### REQUIRED WORK
Pull out every line in the entries below that contains the word "ceramic", matching case exactly.
>> START ENTRIES PROVIDED
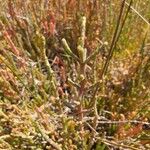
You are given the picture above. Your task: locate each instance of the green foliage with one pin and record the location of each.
(74, 75)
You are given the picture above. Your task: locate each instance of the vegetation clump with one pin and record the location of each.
(74, 75)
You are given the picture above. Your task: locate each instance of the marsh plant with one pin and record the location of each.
(74, 75)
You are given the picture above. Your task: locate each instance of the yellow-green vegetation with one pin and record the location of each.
(74, 74)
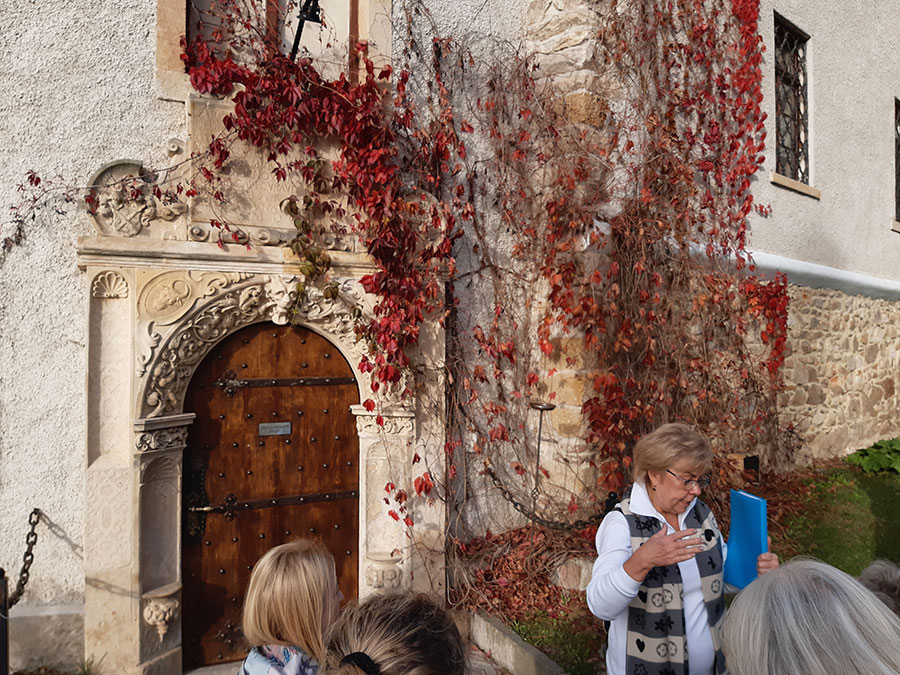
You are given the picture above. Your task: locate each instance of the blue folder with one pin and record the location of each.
(747, 538)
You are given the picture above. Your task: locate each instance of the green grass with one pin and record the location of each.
(576, 642)
(850, 518)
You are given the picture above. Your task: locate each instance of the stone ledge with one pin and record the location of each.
(51, 636)
(508, 650)
(795, 185)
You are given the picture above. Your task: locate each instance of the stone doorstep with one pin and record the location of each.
(32, 629)
(230, 668)
(508, 650)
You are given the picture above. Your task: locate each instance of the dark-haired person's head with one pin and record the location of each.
(396, 633)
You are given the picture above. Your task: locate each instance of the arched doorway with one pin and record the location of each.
(272, 456)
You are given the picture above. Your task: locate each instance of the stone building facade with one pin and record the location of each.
(92, 418)
(835, 237)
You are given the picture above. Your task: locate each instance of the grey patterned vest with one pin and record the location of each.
(656, 626)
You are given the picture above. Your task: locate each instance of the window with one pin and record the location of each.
(897, 160)
(791, 110)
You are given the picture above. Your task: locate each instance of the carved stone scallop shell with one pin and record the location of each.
(109, 285)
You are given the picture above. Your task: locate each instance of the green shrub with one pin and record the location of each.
(883, 456)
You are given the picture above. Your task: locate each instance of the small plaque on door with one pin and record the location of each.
(275, 429)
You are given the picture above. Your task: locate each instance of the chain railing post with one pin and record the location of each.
(4, 624)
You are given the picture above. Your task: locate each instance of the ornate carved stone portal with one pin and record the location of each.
(162, 294)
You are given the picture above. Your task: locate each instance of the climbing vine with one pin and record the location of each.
(595, 239)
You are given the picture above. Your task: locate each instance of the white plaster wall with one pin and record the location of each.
(79, 90)
(474, 19)
(853, 66)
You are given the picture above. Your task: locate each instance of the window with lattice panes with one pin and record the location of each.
(791, 103)
(276, 22)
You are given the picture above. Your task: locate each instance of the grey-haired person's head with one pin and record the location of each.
(809, 618)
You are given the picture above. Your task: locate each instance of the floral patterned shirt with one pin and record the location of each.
(279, 660)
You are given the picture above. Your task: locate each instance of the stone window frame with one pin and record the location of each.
(369, 21)
(791, 81)
(896, 224)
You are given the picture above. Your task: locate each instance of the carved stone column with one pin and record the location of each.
(385, 452)
(159, 443)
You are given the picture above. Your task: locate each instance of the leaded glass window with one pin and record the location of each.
(791, 110)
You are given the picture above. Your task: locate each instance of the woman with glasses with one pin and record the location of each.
(658, 574)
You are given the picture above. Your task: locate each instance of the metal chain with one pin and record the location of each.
(534, 517)
(30, 540)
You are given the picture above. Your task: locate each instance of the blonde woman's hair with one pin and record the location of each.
(808, 618)
(287, 596)
(668, 444)
(403, 633)
(882, 577)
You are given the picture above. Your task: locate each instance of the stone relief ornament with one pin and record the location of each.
(367, 425)
(171, 438)
(123, 200)
(168, 296)
(255, 236)
(259, 298)
(148, 341)
(282, 289)
(109, 285)
(384, 572)
(160, 613)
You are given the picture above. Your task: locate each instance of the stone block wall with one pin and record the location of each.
(841, 371)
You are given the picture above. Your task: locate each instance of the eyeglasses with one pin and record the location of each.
(690, 483)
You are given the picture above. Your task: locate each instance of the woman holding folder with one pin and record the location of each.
(660, 558)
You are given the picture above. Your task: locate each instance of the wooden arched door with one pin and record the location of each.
(271, 457)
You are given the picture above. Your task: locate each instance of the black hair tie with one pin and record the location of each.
(362, 661)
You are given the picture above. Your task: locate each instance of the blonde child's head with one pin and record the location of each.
(292, 597)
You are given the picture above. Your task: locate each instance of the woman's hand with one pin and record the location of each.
(663, 549)
(766, 562)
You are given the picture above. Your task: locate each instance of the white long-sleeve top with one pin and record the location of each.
(611, 589)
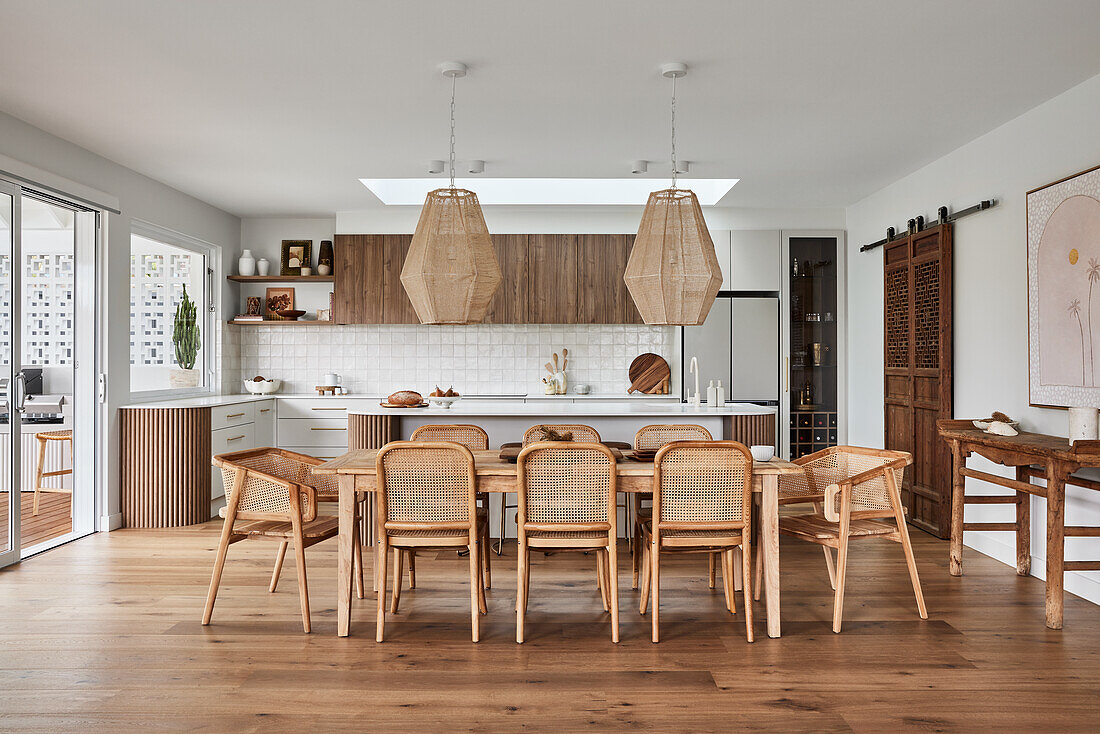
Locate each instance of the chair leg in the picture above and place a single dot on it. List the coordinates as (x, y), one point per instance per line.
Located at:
(382, 574)
(219, 565)
(908, 549)
(279, 555)
(299, 557)
(37, 474)
(655, 584)
(747, 576)
(602, 579)
(613, 584)
(842, 566)
(521, 581)
(398, 558)
(476, 594)
(738, 579)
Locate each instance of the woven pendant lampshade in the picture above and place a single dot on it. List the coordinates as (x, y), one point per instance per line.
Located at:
(673, 273)
(451, 272)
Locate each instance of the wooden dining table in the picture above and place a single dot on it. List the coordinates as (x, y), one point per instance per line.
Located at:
(355, 473)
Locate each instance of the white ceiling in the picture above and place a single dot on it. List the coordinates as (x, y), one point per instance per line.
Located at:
(278, 108)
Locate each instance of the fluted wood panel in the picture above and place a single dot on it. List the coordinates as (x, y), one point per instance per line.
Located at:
(758, 430)
(165, 467)
(370, 433)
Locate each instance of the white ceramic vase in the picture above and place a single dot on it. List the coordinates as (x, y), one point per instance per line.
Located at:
(1082, 424)
(246, 264)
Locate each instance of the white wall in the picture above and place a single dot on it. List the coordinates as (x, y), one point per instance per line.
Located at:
(1054, 140)
(140, 197)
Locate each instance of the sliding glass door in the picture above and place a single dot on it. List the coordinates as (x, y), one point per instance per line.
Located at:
(47, 266)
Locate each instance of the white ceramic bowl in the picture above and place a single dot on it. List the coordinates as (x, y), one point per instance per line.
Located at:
(265, 387)
(762, 452)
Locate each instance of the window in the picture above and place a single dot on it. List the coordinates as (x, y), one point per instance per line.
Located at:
(164, 266)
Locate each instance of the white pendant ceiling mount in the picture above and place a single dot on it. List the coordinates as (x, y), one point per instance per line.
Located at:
(672, 273)
(451, 271)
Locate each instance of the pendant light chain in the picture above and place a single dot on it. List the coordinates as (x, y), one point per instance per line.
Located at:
(673, 132)
(452, 130)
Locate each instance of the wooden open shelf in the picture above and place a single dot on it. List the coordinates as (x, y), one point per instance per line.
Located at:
(277, 322)
(282, 278)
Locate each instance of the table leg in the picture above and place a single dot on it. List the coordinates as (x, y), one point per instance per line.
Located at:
(1055, 545)
(958, 506)
(769, 533)
(1023, 525)
(344, 566)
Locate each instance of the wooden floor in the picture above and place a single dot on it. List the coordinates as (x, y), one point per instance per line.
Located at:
(103, 634)
(52, 521)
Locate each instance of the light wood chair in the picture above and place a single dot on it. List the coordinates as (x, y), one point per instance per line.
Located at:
(44, 438)
(272, 493)
(427, 497)
(702, 503)
(327, 491)
(860, 490)
(567, 503)
(534, 435)
(475, 439)
(651, 438)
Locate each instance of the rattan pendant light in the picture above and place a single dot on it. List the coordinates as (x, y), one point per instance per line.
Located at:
(672, 273)
(451, 272)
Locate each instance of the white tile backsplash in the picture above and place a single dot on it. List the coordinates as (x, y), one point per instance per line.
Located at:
(476, 360)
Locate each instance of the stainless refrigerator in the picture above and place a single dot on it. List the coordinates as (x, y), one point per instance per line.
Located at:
(739, 344)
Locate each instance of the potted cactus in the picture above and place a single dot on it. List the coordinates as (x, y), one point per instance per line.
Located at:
(185, 339)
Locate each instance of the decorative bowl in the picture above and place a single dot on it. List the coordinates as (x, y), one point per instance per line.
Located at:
(762, 452)
(262, 387)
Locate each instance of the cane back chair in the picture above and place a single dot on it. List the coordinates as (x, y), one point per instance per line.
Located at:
(860, 490)
(273, 494)
(427, 497)
(567, 503)
(702, 503)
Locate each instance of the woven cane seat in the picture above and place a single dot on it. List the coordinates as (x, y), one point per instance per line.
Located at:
(817, 527)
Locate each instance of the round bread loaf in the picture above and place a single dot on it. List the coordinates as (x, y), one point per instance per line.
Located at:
(405, 397)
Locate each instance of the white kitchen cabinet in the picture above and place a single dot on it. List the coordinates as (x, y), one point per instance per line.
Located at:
(755, 261)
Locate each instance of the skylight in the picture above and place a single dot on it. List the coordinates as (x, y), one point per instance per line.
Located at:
(547, 192)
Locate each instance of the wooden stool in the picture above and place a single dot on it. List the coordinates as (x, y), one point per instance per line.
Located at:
(44, 438)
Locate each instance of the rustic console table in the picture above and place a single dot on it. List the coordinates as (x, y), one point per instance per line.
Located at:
(1034, 456)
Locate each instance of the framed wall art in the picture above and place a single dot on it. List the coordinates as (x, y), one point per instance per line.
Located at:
(1064, 292)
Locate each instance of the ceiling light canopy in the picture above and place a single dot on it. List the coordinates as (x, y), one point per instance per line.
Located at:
(451, 272)
(672, 273)
(545, 192)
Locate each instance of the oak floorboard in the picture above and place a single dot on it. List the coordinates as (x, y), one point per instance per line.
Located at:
(108, 638)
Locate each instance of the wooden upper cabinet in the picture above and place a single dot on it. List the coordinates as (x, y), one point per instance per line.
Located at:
(359, 275)
(509, 302)
(602, 293)
(551, 278)
(396, 307)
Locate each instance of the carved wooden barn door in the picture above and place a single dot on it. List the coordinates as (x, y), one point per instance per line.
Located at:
(917, 380)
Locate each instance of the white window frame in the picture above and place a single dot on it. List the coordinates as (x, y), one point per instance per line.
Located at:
(210, 309)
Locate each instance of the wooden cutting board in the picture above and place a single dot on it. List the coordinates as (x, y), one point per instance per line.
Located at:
(649, 373)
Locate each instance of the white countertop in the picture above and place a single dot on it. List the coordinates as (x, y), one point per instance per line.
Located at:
(534, 405)
(474, 407)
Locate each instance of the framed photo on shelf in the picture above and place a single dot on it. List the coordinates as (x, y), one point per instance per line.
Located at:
(296, 255)
(277, 299)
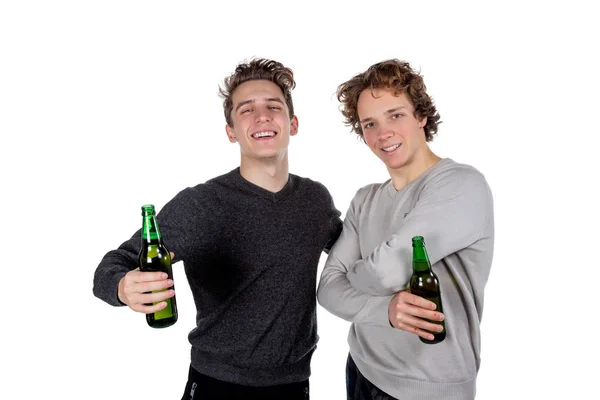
>> END ENTRIES PROVIDED
### IN RESPONSE
Locate each instance of the white ceramic vase in the picture above and place a single dot on it. List the coordinates as (x, y), one point per instance per line.
Locate each instance of the white ceramic bowl in the picture above and place a single dot on it. List the coordinates as (x, y), one point per instance per line.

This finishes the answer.